◆ **YOUR TASKS**:
(1) Which five Archaeal genomes does the excerpt on DNA periodicity name as the ones T.maritima proteins were aligned against with BLAST?
(2) According to the excerpt on DNA periodicity, at what period does the average spectrum of the Bacterial genomes show its distinct peak?
(3) Carry on the excerpt on DNA periodicity from the point where it stops.

To obtain a sequence of Archaea-like DNA from T.maritima the encoded proteins were aligned using BLAST against the proteins of five different Archaeal genomes: Pyrococcus abyssi, P.horikoshii, Archaeoglobus fulgidus, Methanococcus jannaschii and Methanobacterium thermoautotrophicum. Protein sequences with an expectation score smaller than 10–9 were picked out. To reduce boundary value problems only DNA sequences longer than 500 bp were collected for calculation of the autocorrelation function. The Bacteria-like sequences were collected using the same procedure but with proteins from the following six Bacterial genomes: Bacillus subtilis, Escherichia coli, Haemophilus influenzae, Helicobacter pylori, Mycoplasma genitalium and Rickettsia prowazekii.

RESULTS

Structural analysis of complete genomes

We have analysed the complete DNA sequences of 23 different Bacterial and Archaeal genomes as well as the genome of the yeast Saccharomyces cerevisiae in terms of periodicity of sequence patterns. Three different structural parameters [propeller twist (4), protein induced deformability (6) and stacking energy (5)] plus the AT content were used to generate periodicity spectra of the listed genomes. By comparing the spectra made with the different structural parameters we have found that the propeller twist gives the strongest signal for the 10–11 bp periodicity, except in three cases where the stacking energy gives the strongest signal.

We have found a typical periodicity close to 11 bp for the Bacterial genomes and 10 bp for the Archaeal genomes (Fig. 1). The average spectrum of the Bacterial genomes yields a distinct peak at 11.3 bp (green line), while the average spectrum of the Archaeal genomes has a distinct peak at 10.0 bp (blue line). However, close to a third of the genomes analysed revealed more than one period. The results from the periodicity analysis are summarised in Table 1, and the spectra for all 24 genomes are available from our web page (http://www.cbs.dtu.dk/services/ GenomeAtlas/periodicity/ ).

Figure 1.

Figure 1

Average periodicity spectra for Bacteria (green) and Archaea (blue) shown together with the spectrum for the complete genome of the yeast S.cerevisiae (red).

The genomes of T.maritima and P.horikoshii

The spectra of T.maritima (Fig. 2a) and P.horikoshii (Fig. 2b) have two distinct peaks, well above the noise level. However, both the position of the peaks and the overall shape of the spectra are quite different. While T.maritima has peaks at 11.1 and 10.2 bp with a main peak which is much broader than the secondary peak, P.horikoshii has peaks at 10.7 and 11.5 bp of approximately the same width. To further study the Archaeal-like part of the T.maritima genome, a BLAST search was made of T.maritima proteins against the proteins from five different complete Archaeal genomes. DNA sequences encoding the proteins that matched the Archaeal proteins were collected from the T.maritima genome and a periodicity spectrum was made. The collected sequences make a total of 500 kb, or nearly a quarter of the genome. This spectrum is indicated by the blue line in Figure 2a and b; note that there are two distinct peaks, which exactly match the positions of the peaks in the P.horikoshii spectrum, see Figure 2b. The noise level is higher due to the smaller size of the collected sequence, but the overall shape of the spectrum is much more similar to the P.horikoshii than the T.maritima spectrum. An equivalent analysis was made against six complete Bacterial genomes resulting in 700 kb of collected Bacterial-like T.maritima DNA sequences; the Bacteria-like sequences yielded a periodicity spectrum which was very similar to the complete T.maritima spectrum (data not shown, available from our web page).

[Records drawn from a dataset]
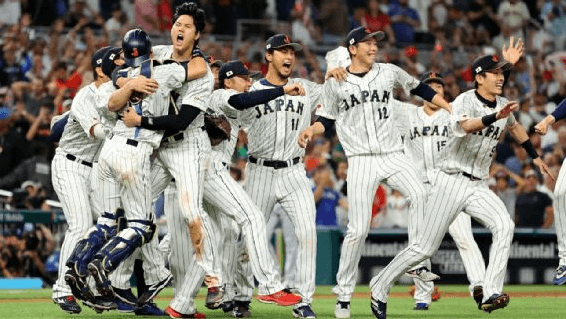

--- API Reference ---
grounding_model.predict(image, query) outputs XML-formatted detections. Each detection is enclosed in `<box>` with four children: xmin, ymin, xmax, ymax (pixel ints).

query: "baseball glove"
<box><xmin>204</xmin><ymin>111</ymin><xmax>232</xmax><ymax>146</ymax></box>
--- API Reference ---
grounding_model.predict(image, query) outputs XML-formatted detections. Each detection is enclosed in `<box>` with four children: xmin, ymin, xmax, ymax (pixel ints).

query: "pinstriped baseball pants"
<box><xmin>245</xmin><ymin>162</ymin><xmax>316</xmax><ymax>306</ymax></box>
<box><xmin>370</xmin><ymin>171</ymin><xmax>514</xmax><ymax>302</ymax></box>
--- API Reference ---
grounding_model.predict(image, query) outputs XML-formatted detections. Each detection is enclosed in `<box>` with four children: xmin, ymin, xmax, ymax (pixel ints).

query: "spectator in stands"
<box><xmin>467</xmin><ymin>0</ymin><xmax>500</xmax><ymax>39</ymax></box>
<box><xmin>497</xmin><ymin>0</ymin><xmax>531</xmax><ymax>39</ymax></box>
<box><xmin>312</xmin><ymin>164</ymin><xmax>348</xmax><ymax>226</ymax></box>
<box><xmin>387</xmin><ymin>0</ymin><xmax>421</xmax><ymax>45</ymax></box>
<box><xmin>361</xmin><ymin>0</ymin><xmax>395</xmax><ymax>44</ymax></box>
<box><xmin>515</xmin><ymin>169</ymin><xmax>554</xmax><ymax>228</ymax></box>
<box><xmin>0</xmin><ymin>144</ymin><xmax>55</xmax><ymax>198</ymax></box>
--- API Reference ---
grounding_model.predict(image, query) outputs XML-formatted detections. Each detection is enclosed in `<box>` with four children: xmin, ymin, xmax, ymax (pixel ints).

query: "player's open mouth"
<box><xmin>175</xmin><ymin>34</ymin><xmax>185</xmax><ymax>44</ymax></box>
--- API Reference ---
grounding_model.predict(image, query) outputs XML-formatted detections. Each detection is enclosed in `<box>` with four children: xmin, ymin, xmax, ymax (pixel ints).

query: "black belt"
<box><xmin>462</xmin><ymin>172</ymin><xmax>482</xmax><ymax>181</ymax></box>
<box><xmin>65</xmin><ymin>154</ymin><xmax>92</xmax><ymax>167</ymax></box>
<box><xmin>248</xmin><ymin>156</ymin><xmax>301</xmax><ymax>169</ymax></box>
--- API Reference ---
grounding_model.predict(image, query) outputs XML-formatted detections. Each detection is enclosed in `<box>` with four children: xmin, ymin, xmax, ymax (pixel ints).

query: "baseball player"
<box><xmin>394</xmin><ymin>72</ymin><xmax>485</xmax><ymax>310</ymax></box>
<box><xmin>236</xmin><ymin>34</ymin><xmax>328</xmax><ymax>318</ymax></box>
<box><xmin>51</xmin><ymin>47</ymin><xmax>119</xmax><ymax>313</ymax></box>
<box><xmin>535</xmin><ymin>99</ymin><xmax>566</xmax><ymax>285</ymax></box>
<box><xmin>370</xmin><ymin>40</ymin><xmax>552</xmax><ymax>319</ymax></box>
<box><xmin>299</xmin><ymin>27</ymin><xmax>450</xmax><ymax>318</ymax></box>
<box><xmin>62</xmin><ymin>29</ymin><xmax>197</xmax><ymax>304</ymax></box>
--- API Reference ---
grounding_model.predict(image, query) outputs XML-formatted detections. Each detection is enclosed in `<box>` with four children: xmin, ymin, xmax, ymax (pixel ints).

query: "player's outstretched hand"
<box><xmin>325</xmin><ymin>67</ymin><xmax>348</xmax><ymax>82</ymax></box>
<box><xmin>299</xmin><ymin>126</ymin><xmax>314</xmax><ymax>148</ymax></box>
<box><xmin>533</xmin><ymin>157</ymin><xmax>556</xmax><ymax>181</ymax></box>
<box><xmin>131</xmin><ymin>75</ymin><xmax>159</xmax><ymax>94</ymax></box>
<box><xmin>122</xmin><ymin>107</ymin><xmax>141</xmax><ymax>127</ymax></box>
<box><xmin>283</xmin><ymin>83</ymin><xmax>305</xmax><ymax>96</ymax></box>
<box><xmin>495</xmin><ymin>101</ymin><xmax>519</xmax><ymax>120</ymax></box>
<box><xmin>501</xmin><ymin>36</ymin><xmax>525</xmax><ymax>64</ymax></box>
<box><xmin>535</xmin><ymin>115</ymin><xmax>555</xmax><ymax>135</ymax></box>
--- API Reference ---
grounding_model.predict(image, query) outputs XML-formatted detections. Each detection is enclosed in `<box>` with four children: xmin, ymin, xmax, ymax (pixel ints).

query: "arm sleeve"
<box><xmin>141</xmin><ymin>104</ymin><xmax>201</xmax><ymax>131</ymax></box>
<box><xmin>228</xmin><ymin>86</ymin><xmax>285</xmax><ymax>111</ymax></box>
<box><xmin>71</xmin><ymin>91</ymin><xmax>100</xmax><ymax>138</ymax></box>
<box><xmin>410</xmin><ymin>82</ymin><xmax>436</xmax><ymax>102</ymax></box>
<box><xmin>552</xmin><ymin>99</ymin><xmax>566</xmax><ymax>121</ymax></box>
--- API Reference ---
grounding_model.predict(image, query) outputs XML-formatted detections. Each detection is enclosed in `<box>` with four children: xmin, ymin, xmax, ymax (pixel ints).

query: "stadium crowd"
<box><xmin>0</xmin><ymin>0</ymin><xmax>566</xmax><ymax>277</ymax></box>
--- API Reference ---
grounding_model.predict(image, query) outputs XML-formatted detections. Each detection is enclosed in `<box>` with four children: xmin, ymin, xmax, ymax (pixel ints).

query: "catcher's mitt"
<box><xmin>204</xmin><ymin>111</ymin><xmax>232</xmax><ymax>146</ymax></box>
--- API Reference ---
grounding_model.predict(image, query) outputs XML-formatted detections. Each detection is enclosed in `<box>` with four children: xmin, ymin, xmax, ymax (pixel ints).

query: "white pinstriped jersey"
<box><xmin>393</xmin><ymin>100</ymin><xmax>452</xmax><ymax>183</ymax></box>
<box><xmin>240</xmin><ymin>78</ymin><xmax>322</xmax><ymax>161</ymax></box>
<box><xmin>59</xmin><ymin>83</ymin><xmax>104</xmax><ymax>162</ymax></box>
<box><xmin>112</xmin><ymin>63</ymin><xmax>186</xmax><ymax>148</ymax></box>
<box><xmin>316</xmin><ymin>63</ymin><xmax>420</xmax><ymax>156</ymax></box>
<box><xmin>210</xmin><ymin>89</ymin><xmax>240</xmax><ymax>163</ymax></box>
<box><xmin>96</xmin><ymin>81</ymin><xmax>118</xmax><ymax>131</ymax></box>
<box><xmin>152</xmin><ymin>45</ymin><xmax>214</xmax><ymax>131</ymax></box>
<box><xmin>440</xmin><ymin>89</ymin><xmax>517</xmax><ymax>179</ymax></box>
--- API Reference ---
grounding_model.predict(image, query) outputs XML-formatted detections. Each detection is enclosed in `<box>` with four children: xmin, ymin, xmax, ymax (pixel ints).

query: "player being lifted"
<box><xmin>299</xmin><ymin>27</ymin><xmax>450</xmax><ymax>318</ymax></box>
<box><xmin>370</xmin><ymin>38</ymin><xmax>552</xmax><ymax>319</ymax></box>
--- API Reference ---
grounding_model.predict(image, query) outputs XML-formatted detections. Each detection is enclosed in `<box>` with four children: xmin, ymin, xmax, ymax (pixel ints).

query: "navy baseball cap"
<box><xmin>420</xmin><ymin>71</ymin><xmax>446</xmax><ymax>86</ymax></box>
<box><xmin>90</xmin><ymin>47</ymin><xmax>112</xmax><ymax>69</ymax></box>
<box><xmin>218</xmin><ymin>61</ymin><xmax>250</xmax><ymax>84</ymax></box>
<box><xmin>101</xmin><ymin>47</ymin><xmax>122</xmax><ymax>77</ymax></box>
<box><xmin>265</xmin><ymin>34</ymin><xmax>303</xmax><ymax>51</ymax></box>
<box><xmin>472</xmin><ymin>55</ymin><xmax>513</xmax><ymax>78</ymax></box>
<box><xmin>345</xmin><ymin>27</ymin><xmax>385</xmax><ymax>47</ymax></box>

◆ **EXPECTED RESPONSES**:
(1) Pyrococcus abyssi, P.horikoshii, Archaeoglobus fulgidus, Methanococcus jannaschii, Methanobacterium thermoautotrophicum

(2) At 11.3 bp.

(3)
Figure 2.

Figure 2

(a) Periodicity spectrum for the complete genome of the thermophilic bacteria T.maritima (red) shown together with the Archaea-like sequences from T. maritima (blue). (b) Periodicity spectrum for the complete genome of thermophilic Archaea P.horikoshii (red) shown together with the Archaea-like sequences from T.maritima (blue).

Analysis of other genomes

Until now only two thermophilic Bacteria have been sequenced: T.maritima (3) and Aquifex aeolicus (1). The spectrum of A.aeolicus shows only one distinct peak at 10.7 bp and the periodicity spectrum of the Archaea-like part of the genome, extracted by the procedure described above, is very similar to the spectrum of the whole genome (data not shown).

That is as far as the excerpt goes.